Data entries
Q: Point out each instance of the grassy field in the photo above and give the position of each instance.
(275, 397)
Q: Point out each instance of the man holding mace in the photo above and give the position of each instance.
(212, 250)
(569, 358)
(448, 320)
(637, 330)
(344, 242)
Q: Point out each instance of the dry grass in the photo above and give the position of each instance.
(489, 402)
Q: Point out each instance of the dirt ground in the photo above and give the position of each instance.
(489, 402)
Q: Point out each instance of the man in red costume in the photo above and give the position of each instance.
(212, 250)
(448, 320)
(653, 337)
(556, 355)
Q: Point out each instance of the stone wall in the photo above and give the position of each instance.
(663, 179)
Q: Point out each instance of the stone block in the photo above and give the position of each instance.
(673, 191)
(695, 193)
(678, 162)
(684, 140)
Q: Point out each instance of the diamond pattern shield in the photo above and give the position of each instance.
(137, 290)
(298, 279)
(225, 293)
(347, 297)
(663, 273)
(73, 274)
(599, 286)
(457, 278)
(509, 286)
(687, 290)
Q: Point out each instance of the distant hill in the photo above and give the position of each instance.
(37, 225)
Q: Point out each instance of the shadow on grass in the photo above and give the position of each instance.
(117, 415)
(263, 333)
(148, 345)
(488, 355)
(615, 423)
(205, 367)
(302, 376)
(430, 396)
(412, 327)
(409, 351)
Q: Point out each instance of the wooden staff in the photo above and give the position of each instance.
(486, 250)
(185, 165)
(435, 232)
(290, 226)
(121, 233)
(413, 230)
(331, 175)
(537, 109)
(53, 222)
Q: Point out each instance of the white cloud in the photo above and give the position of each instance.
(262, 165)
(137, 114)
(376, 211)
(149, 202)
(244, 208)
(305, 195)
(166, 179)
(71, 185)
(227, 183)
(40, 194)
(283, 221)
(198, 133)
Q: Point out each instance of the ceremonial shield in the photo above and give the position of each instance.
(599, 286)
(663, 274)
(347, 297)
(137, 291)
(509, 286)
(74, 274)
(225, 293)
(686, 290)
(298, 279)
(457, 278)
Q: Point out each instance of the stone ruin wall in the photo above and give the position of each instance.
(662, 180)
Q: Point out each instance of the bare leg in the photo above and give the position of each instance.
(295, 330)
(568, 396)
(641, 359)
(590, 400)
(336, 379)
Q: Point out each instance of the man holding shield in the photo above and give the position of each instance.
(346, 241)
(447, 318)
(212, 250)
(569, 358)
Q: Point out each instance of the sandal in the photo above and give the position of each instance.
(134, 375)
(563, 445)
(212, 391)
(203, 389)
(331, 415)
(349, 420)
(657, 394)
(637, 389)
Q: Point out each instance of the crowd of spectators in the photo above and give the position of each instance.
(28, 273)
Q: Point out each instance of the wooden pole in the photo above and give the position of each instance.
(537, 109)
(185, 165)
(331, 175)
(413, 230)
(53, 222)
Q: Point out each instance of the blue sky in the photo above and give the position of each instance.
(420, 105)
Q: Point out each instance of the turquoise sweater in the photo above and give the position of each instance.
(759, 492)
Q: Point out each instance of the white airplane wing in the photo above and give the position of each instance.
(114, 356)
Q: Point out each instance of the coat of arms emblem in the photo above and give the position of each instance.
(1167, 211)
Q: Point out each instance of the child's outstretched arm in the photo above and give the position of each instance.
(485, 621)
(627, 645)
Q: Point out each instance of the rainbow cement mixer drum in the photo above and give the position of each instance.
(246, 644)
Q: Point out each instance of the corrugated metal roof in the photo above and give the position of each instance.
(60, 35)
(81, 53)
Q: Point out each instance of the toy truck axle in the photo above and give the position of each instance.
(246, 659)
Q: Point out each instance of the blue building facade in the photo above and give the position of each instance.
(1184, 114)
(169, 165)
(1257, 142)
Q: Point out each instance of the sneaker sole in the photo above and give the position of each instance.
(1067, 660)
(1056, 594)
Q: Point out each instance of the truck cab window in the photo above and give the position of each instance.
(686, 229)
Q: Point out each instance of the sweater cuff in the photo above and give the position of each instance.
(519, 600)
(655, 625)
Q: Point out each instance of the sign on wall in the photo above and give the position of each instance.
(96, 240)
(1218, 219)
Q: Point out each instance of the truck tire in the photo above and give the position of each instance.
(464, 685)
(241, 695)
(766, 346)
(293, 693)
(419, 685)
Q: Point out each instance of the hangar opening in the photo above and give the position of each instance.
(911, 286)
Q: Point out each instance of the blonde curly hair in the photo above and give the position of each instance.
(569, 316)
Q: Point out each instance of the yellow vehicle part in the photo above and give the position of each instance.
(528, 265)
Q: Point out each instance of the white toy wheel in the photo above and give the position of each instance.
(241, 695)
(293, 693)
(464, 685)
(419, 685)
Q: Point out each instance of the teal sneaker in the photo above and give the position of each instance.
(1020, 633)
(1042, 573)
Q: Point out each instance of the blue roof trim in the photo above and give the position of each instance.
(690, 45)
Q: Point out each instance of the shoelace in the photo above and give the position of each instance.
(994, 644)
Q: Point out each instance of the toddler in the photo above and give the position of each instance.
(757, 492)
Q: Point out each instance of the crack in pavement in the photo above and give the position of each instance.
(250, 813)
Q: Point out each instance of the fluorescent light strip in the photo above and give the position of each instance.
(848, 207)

SET EXERCISE: Every entry in the listing must be retyped exactly.

COMPLETE OUTPUT:
Q: Point out each instance of the grassy field in the photo above and give the position of each instance.
(275, 397)
Q: Point out each instance of the man holding mace in the photo above and give the position of each instance.
(212, 250)
(569, 358)
(448, 320)
(637, 330)
(344, 242)
Q: Point out each instance of the dry grass in the photo above and give the position of each instance.
(489, 402)
Q: Point out each instance of the dirt ground in the photo above and give the position of each instance.
(489, 402)
Q: Point out each instance of the man in red costume in the photo above and give the position of each instance.
(212, 250)
(448, 320)
(653, 337)
(556, 355)
Q: Point out each instance of the stone wall in the photo above and give the position of each instance.
(663, 179)
Q: Point out each instance of the stone block in the photo above and give the position of each instance.
(673, 191)
(695, 193)
(678, 162)
(684, 140)
Q: Point out each instance of the diamond pattern shield in the photo above and give the position of each instance.
(137, 290)
(298, 279)
(225, 293)
(347, 297)
(663, 273)
(73, 274)
(599, 286)
(457, 278)
(509, 286)
(687, 290)
Q: Point out each instance of the distant hill in the photo above and give the position of each instance.
(37, 225)
Q: Point out each instance of the shadow on grass in the photo above and give the position of each instance.
(117, 415)
(263, 333)
(148, 345)
(488, 355)
(615, 423)
(205, 367)
(302, 376)
(430, 396)
(412, 327)
(409, 351)
Q: Point out each instance of the wooden staff in the photo above and give the position of each instance.
(486, 250)
(185, 165)
(435, 232)
(290, 226)
(121, 233)
(413, 230)
(331, 175)
(537, 109)
(53, 222)
Q: Point out each instance of the white cloud in the photo above and give the position of each instance.
(262, 165)
(137, 114)
(376, 211)
(149, 202)
(244, 208)
(305, 195)
(166, 179)
(71, 185)
(227, 183)
(40, 194)
(283, 221)
(198, 133)
Q: Point out each instance of the ceremonial shield in the photo above and give the position of each instance.
(599, 286)
(663, 274)
(347, 297)
(137, 291)
(509, 286)
(74, 274)
(225, 293)
(686, 290)
(298, 279)
(457, 278)
Q: Point out each instance of the stone ruin wall in the photo above and give the position of each instance.
(662, 180)
Q: Point out each instance of the bare leg in the photo above and give the position of each instance.
(295, 330)
(568, 396)
(641, 359)
(590, 400)
(336, 379)
Q: Point out each instance of the man holding shield in the photo above and give the position of each instance.
(346, 241)
(447, 318)
(212, 250)
(569, 358)
Q: Point out each instance of the sandal in the photo above and give the position of each instance.
(134, 375)
(563, 445)
(212, 391)
(203, 389)
(331, 415)
(349, 420)
(657, 394)
(637, 389)
Q: Point out each instance of the crowd of spectators in the photo above and give the position of each instance.
(28, 273)
Q: Point out each instance of the wooden pole in the photo above and give the position of each instance.
(537, 109)
(185, 165)
(331, 175)
(413, 230)
(53, 222)
Q: Point out each instance of the blue sky in the photo above and give the position of each instance.
(420, 105)
Q: Point out each instance of the turquoise sweater in the photo above and give the position of each instance.
(759, 492)
Q: Point out each instance of the white airplane wing in the photo above and give the position of each instance.
(114, 356)
Q: Point out each instance of the coat of arms emblem in the photo above and give the position of each instance.
(1167, 211)
Q: Point out each instance of the child's outstretched arm in the photo above and give the position of each instance.
(485, 621)
(627, 645)
Q: Point out each instance of the rainbow cement mixer drum in the photo above and give the position of each instance.
(246, 644)
Q: Point out each instance of the corrugated metal roof in the photo above and give the position of each instance.
(60, 35)
(81, 53)
Q: Point out each instance of the toy truck axle in the photo above and give the position of each instance.
(246, 659)
Q: Point out each instance of the blue building facade in the photo above and give the position of each instance.
(1184, 114)
(169, 165)
(1257, 142)
Q: Point out each instance of the sneaker sole in the photo above and give the position of each instance.
(1067, 660)
(1056, 594)
Q: Point out each instance of the truck cab window in the photo above and give the position of each instance.
(686, 229)
Q: Point out each instance of the sweater cuff in the photo above and give the position of each instance.
(519, 600)
(655, 625)
Q: Point out each instance of the sign on wall in the photo above and give the position of each instance.
(96, 240)
(1218, 219)
Q: Point out each instance of the truck tire in the photo above and give the position of each instance.
(464, 685)
(241, 695)
(766, 346)
(293, 693)
(419, 685)
Q: Point out each instance of the hangar opening in the photo above and give the position of each instance.
(911, 286)
Q: Point out each instance of the blonde curly hair in the photo above and give the position of each instance.
(569, 316)
Q: Point out each instance of the yellow vehicle part in the photo above and give the position of each instance.
(528, 265)
Q: Point out each instance of the white toy wheel in the photo above and give the position of each instance.
(241, 695)
(293, 693)
(464, 685)
(419, 685)
Q: Point out each instance of the teal sneaker in the photo above and give the position of each instance.
(1020, 633)
(1042, 573)
Q: Point out each instance of the blue roof trim in the photo above and give the position of each instance.
(690, 45)
Q: Point out each instance of the shoelace in the photo above and give the position of each instance.
(994, 644)
Q: Point out each instance of the toddler in the photo above and give the position of each instance.
(757, 492)
Q: Point out each instance of the crack in pavement in the photo above and give the position of each instance.
(250, 813)
Q: Point out each instance of the fluorescent light strip in the photo above and give the position of each instance.
(848, 207)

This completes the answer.